**Exercise requirements:** Go through the records and filter out every line lacking the word "object"; copy the lines that remain.

Stored items from a collection
********

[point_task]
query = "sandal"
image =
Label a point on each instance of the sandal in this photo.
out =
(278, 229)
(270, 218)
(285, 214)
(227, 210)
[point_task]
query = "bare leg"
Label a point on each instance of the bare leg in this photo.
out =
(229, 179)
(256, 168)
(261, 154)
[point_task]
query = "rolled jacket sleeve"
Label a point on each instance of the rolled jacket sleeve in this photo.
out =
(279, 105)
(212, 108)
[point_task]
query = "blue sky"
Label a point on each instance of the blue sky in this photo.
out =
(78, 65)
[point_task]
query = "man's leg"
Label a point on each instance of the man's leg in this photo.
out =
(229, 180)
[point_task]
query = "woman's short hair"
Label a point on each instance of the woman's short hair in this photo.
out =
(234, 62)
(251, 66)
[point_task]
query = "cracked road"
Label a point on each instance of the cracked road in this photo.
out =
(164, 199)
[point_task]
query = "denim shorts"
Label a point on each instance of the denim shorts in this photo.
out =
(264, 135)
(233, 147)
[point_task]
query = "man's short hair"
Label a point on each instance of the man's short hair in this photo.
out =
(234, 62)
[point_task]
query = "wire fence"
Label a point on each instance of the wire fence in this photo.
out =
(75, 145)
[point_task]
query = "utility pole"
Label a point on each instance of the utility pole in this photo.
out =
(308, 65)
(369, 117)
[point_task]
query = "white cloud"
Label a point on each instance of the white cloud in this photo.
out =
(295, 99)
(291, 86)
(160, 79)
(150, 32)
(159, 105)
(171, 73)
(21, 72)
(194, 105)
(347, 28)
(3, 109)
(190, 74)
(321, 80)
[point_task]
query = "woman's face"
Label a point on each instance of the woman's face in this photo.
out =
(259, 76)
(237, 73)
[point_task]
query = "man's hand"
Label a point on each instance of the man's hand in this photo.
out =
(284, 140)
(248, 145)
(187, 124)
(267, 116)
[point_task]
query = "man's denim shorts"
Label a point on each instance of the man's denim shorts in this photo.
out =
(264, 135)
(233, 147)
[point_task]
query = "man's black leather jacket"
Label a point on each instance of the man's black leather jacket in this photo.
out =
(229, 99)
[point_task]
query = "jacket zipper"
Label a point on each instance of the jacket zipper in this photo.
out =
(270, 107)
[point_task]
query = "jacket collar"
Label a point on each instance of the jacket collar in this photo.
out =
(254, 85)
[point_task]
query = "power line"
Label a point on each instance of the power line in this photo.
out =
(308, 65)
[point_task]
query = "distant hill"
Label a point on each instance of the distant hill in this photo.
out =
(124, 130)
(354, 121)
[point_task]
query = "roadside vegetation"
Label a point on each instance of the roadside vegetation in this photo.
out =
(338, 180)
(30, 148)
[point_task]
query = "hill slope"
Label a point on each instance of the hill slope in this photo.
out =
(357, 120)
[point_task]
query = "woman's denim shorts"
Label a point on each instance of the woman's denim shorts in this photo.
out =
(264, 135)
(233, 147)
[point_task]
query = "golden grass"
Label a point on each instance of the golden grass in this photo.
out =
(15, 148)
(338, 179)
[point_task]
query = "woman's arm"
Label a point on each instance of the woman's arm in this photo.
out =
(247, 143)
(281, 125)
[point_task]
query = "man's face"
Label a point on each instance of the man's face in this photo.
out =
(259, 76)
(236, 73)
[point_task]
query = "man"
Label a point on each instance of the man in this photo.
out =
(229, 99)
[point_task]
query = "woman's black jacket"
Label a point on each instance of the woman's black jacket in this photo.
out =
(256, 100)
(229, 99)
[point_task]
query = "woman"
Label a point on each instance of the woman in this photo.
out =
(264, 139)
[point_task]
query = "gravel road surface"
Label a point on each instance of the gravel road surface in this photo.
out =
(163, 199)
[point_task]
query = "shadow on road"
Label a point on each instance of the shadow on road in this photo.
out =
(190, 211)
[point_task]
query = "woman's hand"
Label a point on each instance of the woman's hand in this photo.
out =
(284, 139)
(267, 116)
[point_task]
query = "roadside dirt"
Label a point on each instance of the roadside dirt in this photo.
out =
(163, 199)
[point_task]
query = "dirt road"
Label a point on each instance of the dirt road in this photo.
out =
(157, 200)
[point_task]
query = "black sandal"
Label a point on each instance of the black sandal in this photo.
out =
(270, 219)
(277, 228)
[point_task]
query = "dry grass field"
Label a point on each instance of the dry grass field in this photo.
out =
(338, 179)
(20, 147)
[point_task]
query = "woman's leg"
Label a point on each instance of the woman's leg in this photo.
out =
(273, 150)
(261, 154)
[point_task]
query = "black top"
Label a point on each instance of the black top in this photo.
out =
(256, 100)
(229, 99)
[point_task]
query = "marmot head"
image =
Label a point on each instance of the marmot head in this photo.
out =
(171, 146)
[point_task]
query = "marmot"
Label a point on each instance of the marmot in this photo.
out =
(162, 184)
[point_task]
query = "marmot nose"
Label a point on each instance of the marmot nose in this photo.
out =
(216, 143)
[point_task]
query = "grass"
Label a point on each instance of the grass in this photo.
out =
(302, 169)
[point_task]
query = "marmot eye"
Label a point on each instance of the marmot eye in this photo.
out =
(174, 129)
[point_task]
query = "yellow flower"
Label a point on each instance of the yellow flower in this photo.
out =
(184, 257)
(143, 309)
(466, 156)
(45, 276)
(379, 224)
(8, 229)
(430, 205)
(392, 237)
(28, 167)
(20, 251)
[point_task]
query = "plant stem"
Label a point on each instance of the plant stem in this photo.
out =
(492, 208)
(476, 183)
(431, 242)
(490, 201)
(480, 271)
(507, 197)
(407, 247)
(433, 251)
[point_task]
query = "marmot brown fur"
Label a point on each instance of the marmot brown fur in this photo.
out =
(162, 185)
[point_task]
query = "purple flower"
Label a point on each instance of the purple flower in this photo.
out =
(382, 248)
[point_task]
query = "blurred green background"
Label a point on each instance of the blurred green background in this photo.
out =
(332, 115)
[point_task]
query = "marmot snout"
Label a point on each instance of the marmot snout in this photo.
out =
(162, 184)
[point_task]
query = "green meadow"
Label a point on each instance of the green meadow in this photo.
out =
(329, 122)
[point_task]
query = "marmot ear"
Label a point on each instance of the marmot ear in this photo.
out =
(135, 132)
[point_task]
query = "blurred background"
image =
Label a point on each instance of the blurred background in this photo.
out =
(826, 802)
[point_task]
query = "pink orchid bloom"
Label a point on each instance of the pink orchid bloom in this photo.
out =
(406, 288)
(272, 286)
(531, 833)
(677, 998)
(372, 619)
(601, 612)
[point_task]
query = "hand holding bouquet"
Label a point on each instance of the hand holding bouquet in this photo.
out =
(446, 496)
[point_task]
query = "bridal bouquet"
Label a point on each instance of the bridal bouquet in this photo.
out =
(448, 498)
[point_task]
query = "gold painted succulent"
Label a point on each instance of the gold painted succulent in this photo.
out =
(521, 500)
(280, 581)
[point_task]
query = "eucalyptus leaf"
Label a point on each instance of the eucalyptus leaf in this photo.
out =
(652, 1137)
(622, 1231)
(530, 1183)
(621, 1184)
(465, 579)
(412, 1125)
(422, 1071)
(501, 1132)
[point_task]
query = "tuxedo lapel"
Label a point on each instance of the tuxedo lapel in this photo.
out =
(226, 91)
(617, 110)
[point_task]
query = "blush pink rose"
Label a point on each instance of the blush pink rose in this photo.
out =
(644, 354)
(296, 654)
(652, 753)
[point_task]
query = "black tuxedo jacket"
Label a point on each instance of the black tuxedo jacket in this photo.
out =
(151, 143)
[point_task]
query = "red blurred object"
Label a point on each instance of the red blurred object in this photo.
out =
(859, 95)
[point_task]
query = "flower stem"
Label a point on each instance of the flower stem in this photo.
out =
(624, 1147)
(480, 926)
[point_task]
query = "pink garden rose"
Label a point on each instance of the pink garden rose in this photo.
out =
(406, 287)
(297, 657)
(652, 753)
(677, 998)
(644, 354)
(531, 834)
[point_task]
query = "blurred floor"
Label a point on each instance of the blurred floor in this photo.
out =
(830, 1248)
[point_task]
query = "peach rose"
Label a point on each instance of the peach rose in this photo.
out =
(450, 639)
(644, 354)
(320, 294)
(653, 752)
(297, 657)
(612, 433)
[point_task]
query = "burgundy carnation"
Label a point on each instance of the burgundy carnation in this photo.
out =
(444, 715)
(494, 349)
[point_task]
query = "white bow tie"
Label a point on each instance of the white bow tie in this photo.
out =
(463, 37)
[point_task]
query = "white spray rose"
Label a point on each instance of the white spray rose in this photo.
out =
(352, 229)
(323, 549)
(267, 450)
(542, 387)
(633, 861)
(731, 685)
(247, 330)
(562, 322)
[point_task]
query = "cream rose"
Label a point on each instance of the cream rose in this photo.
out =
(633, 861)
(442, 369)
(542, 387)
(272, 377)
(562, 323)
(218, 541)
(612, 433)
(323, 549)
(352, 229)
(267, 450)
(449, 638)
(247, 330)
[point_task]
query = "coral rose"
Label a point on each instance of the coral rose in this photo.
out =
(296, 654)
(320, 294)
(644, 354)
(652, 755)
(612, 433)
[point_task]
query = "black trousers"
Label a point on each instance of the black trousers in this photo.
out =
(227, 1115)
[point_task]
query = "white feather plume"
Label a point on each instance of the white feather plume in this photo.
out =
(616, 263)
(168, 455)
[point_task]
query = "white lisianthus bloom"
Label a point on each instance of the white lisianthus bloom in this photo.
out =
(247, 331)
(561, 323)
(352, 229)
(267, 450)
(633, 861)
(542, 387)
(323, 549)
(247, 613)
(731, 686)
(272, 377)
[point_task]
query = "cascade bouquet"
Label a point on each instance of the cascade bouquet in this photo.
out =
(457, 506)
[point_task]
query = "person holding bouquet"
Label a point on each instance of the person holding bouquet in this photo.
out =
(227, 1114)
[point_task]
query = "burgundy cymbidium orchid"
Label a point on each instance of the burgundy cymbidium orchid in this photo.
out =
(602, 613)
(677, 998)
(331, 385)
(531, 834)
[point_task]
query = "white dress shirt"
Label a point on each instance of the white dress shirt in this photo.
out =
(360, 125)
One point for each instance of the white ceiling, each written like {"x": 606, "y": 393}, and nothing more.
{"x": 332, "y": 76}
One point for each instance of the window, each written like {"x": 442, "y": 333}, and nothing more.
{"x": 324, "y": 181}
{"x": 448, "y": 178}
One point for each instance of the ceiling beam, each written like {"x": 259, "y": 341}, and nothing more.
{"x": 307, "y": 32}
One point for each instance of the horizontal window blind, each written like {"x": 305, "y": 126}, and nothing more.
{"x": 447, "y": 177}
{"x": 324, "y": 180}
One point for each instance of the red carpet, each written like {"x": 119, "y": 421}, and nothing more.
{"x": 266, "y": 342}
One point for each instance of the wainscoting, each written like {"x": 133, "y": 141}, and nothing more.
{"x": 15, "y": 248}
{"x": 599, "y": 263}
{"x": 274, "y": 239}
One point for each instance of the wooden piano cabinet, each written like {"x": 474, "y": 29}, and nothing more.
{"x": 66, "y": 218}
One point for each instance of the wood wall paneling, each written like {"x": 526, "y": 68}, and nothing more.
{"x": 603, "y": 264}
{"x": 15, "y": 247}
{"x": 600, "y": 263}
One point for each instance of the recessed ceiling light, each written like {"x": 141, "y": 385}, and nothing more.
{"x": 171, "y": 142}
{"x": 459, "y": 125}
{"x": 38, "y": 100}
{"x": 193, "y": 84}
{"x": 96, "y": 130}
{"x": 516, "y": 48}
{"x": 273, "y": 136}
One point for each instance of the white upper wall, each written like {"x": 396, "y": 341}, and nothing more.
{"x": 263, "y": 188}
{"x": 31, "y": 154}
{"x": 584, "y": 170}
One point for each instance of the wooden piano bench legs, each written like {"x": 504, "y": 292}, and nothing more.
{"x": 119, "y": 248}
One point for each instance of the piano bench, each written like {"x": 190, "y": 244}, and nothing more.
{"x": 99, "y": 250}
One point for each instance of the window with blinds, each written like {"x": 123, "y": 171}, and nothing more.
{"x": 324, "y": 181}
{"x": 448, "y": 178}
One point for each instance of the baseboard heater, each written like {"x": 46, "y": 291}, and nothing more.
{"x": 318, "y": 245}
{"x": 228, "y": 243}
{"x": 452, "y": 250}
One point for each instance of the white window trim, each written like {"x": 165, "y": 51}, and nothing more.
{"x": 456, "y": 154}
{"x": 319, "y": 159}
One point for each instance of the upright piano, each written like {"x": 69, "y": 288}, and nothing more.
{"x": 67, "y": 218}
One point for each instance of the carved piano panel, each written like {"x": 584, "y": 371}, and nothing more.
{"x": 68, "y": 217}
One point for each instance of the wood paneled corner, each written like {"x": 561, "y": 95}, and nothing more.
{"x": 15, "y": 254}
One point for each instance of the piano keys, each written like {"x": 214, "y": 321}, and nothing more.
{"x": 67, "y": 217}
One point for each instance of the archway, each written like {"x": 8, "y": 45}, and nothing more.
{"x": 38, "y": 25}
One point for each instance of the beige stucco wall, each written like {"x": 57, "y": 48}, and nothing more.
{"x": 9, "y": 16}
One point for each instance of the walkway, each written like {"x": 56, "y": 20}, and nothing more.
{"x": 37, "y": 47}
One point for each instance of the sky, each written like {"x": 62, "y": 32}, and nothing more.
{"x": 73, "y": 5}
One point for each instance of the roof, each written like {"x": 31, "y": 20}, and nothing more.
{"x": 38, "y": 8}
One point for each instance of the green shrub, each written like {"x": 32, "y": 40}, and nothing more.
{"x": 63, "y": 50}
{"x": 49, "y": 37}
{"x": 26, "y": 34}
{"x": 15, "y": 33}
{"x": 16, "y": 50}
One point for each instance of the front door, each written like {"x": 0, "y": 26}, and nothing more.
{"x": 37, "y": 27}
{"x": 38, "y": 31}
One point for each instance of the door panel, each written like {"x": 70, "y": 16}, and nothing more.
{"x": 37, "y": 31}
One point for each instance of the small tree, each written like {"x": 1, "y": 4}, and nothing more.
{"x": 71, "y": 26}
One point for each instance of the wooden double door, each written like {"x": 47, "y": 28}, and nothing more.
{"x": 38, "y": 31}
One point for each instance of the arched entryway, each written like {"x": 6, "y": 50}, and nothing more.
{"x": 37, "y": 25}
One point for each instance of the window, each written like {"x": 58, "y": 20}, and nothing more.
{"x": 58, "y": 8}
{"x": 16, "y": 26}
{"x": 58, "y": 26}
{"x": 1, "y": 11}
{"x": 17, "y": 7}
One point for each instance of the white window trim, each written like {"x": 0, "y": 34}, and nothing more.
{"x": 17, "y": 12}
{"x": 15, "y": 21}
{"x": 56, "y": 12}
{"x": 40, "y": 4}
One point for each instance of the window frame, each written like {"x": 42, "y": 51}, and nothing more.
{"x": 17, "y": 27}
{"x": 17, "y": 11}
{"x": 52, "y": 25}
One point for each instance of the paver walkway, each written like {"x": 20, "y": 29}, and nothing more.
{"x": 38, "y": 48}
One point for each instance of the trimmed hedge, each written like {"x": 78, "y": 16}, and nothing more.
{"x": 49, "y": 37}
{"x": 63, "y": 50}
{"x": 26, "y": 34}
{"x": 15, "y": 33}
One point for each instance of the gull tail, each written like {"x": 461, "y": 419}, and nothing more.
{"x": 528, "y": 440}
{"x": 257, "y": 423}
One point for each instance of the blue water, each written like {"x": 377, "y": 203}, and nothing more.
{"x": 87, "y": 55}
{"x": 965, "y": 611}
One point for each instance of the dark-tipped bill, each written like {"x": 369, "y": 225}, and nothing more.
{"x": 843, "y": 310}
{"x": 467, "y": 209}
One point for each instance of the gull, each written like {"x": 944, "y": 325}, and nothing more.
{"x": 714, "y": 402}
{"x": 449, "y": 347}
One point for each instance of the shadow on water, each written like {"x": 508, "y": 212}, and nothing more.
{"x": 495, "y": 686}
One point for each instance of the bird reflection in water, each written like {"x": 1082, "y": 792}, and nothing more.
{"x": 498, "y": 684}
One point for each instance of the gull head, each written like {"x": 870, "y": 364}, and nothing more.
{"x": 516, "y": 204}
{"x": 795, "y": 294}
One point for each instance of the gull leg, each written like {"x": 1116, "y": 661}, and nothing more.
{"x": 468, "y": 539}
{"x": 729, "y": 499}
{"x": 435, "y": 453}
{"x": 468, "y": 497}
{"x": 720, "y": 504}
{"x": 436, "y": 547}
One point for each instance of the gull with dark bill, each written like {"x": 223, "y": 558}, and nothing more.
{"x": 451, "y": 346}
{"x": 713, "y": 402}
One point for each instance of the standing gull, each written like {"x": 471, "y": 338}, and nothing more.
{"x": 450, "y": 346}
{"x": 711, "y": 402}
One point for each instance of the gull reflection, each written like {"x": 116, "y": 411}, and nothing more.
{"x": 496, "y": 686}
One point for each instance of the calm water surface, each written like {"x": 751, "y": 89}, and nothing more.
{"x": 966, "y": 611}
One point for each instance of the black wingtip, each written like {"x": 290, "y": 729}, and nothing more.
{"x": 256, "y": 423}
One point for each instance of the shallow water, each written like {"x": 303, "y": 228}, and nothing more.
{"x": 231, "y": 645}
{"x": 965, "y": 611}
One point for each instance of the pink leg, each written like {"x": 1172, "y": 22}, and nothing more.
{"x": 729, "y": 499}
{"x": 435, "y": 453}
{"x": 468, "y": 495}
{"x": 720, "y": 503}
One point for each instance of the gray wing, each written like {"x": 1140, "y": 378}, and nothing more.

********

**Answer box:**
query = "red blurred object"
Label a point on each instance of the red blurred object in this photo.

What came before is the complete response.